#### [PROBLEM STATEMENT]
Copy out only the lines running from the one that contains "Spot the circular" through the end of the listing. Pictures stay out.

>> begin EXTRACTED RECORDS

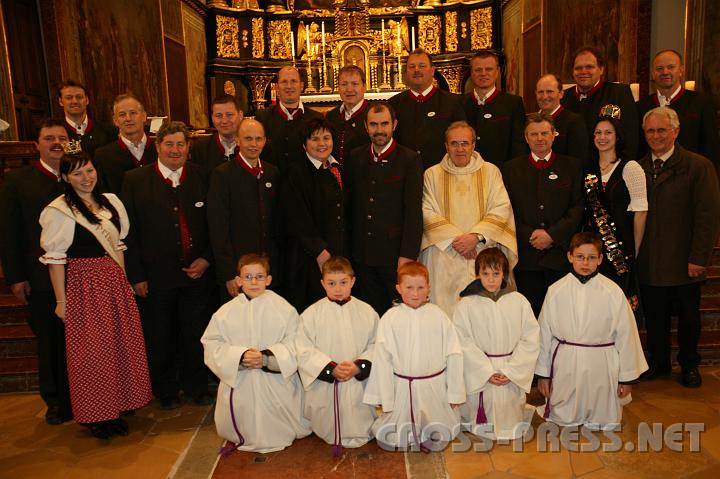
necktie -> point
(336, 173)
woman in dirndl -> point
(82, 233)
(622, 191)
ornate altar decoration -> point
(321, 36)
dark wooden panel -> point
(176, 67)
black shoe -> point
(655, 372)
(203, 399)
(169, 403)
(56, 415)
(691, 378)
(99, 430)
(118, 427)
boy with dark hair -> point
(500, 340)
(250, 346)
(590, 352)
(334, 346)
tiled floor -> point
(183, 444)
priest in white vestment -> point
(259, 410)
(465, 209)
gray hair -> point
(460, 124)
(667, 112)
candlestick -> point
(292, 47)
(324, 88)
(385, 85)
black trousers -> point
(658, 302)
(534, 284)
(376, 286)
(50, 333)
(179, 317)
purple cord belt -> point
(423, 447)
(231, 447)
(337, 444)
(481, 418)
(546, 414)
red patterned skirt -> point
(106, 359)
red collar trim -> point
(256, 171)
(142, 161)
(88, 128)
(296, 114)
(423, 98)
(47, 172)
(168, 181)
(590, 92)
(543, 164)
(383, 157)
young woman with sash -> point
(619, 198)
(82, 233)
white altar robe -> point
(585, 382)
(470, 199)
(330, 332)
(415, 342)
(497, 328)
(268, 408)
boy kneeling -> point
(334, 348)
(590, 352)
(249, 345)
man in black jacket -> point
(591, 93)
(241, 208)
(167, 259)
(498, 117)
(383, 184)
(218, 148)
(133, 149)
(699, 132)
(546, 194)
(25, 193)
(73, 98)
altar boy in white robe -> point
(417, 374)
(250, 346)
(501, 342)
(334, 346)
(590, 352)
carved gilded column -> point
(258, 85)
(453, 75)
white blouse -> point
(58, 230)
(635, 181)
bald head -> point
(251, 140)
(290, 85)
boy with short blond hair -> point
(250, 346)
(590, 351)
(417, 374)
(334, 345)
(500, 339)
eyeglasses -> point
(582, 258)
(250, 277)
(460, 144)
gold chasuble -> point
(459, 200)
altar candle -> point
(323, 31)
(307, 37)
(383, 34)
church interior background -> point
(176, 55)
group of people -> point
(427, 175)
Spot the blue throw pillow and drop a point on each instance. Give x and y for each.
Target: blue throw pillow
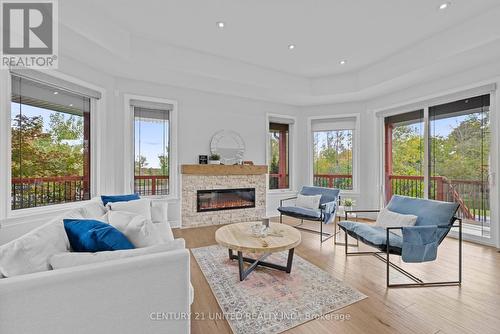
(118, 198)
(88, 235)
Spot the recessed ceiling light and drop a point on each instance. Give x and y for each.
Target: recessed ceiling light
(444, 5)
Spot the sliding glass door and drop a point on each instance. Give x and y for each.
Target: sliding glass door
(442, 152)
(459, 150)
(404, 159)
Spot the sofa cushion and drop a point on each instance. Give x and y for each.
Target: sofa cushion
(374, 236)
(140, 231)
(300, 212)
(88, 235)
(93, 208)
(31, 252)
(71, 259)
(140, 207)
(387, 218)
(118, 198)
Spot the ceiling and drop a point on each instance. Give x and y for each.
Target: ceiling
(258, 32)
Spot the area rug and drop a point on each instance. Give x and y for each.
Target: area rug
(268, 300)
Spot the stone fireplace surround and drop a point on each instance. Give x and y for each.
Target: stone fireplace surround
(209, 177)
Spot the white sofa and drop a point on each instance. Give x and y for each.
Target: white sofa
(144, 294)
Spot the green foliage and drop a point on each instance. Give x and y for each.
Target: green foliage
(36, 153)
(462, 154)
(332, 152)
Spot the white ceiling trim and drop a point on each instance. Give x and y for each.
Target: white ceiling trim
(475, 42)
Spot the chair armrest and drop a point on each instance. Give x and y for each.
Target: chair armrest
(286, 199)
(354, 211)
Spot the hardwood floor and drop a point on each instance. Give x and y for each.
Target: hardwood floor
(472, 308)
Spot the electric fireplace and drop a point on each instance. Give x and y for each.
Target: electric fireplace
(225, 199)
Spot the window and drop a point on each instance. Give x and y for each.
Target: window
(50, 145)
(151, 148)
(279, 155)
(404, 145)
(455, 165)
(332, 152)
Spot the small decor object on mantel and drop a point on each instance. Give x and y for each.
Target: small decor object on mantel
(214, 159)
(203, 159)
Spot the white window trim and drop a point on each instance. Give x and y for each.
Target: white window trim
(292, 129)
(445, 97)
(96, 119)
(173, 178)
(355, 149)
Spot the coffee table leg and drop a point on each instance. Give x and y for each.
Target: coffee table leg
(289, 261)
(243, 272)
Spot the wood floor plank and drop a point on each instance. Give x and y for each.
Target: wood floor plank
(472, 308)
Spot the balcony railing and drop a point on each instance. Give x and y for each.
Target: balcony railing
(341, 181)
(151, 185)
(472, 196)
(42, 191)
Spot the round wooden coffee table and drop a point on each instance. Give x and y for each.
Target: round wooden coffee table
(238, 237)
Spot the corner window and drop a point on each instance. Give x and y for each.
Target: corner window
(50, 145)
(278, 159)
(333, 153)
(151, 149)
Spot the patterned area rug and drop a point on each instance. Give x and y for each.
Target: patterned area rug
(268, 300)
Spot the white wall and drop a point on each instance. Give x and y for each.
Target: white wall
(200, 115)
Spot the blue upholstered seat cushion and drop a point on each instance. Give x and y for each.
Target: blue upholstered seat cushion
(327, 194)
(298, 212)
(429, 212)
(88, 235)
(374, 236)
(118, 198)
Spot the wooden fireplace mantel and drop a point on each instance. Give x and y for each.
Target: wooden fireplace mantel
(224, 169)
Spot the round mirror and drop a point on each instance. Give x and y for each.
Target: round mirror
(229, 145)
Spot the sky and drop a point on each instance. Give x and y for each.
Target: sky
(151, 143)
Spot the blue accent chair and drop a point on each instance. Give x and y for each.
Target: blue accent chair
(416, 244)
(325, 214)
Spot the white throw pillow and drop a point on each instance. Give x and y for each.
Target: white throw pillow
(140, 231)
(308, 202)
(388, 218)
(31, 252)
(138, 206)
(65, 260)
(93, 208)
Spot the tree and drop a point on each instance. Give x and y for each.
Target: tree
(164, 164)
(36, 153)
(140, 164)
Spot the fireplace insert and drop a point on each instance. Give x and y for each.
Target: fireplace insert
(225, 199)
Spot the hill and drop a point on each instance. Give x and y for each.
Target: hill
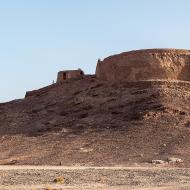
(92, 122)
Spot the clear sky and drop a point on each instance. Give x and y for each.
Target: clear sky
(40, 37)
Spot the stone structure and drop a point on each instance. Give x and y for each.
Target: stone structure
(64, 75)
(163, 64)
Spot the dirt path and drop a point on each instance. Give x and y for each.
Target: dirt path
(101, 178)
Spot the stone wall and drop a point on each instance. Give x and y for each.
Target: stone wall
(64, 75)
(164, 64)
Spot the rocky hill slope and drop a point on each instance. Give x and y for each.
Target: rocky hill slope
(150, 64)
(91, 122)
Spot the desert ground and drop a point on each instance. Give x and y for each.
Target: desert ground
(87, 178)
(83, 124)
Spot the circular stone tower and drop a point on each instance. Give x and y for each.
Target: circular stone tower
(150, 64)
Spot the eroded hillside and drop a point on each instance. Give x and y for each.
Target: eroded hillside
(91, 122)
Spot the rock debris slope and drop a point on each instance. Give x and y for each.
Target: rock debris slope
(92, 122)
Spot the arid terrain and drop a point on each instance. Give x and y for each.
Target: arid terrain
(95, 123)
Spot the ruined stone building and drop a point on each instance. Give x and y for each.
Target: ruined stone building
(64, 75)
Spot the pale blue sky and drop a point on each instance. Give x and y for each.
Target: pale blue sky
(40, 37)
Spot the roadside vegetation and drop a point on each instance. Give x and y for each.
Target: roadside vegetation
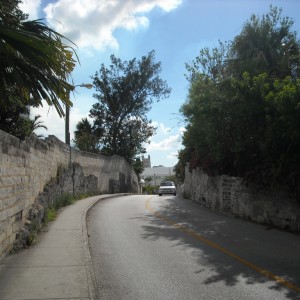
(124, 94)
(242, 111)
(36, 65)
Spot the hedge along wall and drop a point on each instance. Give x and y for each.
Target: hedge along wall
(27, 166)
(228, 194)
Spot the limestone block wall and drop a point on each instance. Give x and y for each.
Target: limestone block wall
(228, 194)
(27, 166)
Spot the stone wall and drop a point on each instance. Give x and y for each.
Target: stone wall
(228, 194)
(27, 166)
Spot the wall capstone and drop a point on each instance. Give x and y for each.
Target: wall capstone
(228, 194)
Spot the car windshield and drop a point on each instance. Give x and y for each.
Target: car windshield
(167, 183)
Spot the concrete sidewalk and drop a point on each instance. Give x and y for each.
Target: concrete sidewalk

>> end EXTRACTED RECORDS

#### [ANSWER BELOW]
Spot the circular stone tower and drop a point on each instance. Give x and y for each.
Target: circular stone tower
(150, 64)
Spot the eroded hillside and drop a point on each instance. Give x and y for each.
Target: eroded hillside
(91, 122)
Spot the rock debris slope and drop a point on each instance. Give x and y for each.
Target: rock debris slope
(92, 122)
Spot the arid terrain and drop a point on each instance. Give x and y for each.
Target: arid terrain
(95, 123)
Spot the ruined stone building and drop a point on each instance. Give x and y for each.
Target: ruined stone building
(64, 75)
Spot the pale blue sky and drop a point on each instance. Give x and y for each.
Target: pale blue sky
(40, 37)
Spot the roadside vegetation and drop a point on each instance. Give x and y for each.
Target: roadside vegetation
(124, 94)
(242, 111)
(36, 65)
Spot the hedge along wall and drop a point on each instance. Give x and y for each.
Target: hedge along wall
(27, 166)
(228, 194)
Spot the limestone block wall and drop a point on each instance. Give x and y for each.
Target: limestone block wall
(228, 194)
(27, 166)
Spot the stone wall and drop a point on each instance. Give x and y for each.
Target: stone wall
(228, 194)
(27, 166)
Spot the wall capstone and drop a point on each instance. Give x and y for each.
Target: wall capstone
(228, 194)
Spot the car windshield and drop a point on each instance. Give x and y for each.
Target: car windshield
(167, 183)
Spot the concrete sidewalk and drop a point on each instance. Give x and y for each.
Target: concrete sidewalk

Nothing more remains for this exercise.